▶ **Exercise**
Work out how many lines in the records contain the word "ridge", and give that number alone.

▶ **Data records**
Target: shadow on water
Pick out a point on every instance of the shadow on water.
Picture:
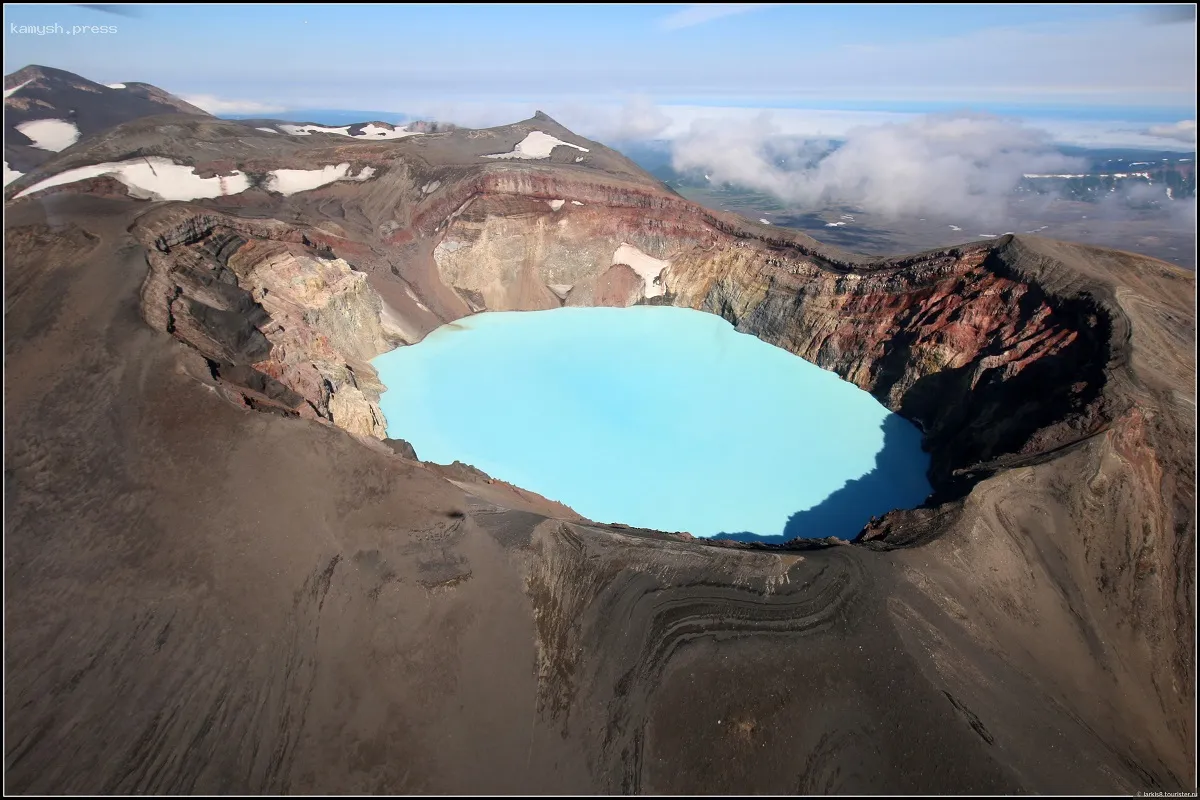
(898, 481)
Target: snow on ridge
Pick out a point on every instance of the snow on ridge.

==

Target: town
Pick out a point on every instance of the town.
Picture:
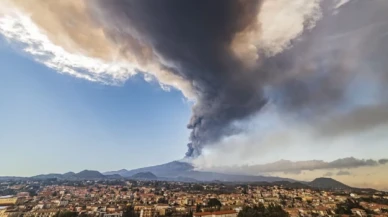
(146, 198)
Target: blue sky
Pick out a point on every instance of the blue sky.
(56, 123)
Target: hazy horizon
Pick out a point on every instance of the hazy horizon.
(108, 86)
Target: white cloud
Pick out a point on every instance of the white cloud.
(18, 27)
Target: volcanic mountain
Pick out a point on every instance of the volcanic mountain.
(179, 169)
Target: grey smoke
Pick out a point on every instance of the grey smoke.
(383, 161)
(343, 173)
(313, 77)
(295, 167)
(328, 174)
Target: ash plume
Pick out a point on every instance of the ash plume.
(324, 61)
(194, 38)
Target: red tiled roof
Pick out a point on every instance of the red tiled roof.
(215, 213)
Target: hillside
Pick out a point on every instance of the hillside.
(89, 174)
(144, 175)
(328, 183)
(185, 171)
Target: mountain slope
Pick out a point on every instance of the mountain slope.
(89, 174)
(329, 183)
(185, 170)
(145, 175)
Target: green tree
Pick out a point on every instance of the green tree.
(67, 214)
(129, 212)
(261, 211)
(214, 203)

▶ **Result of the task**
2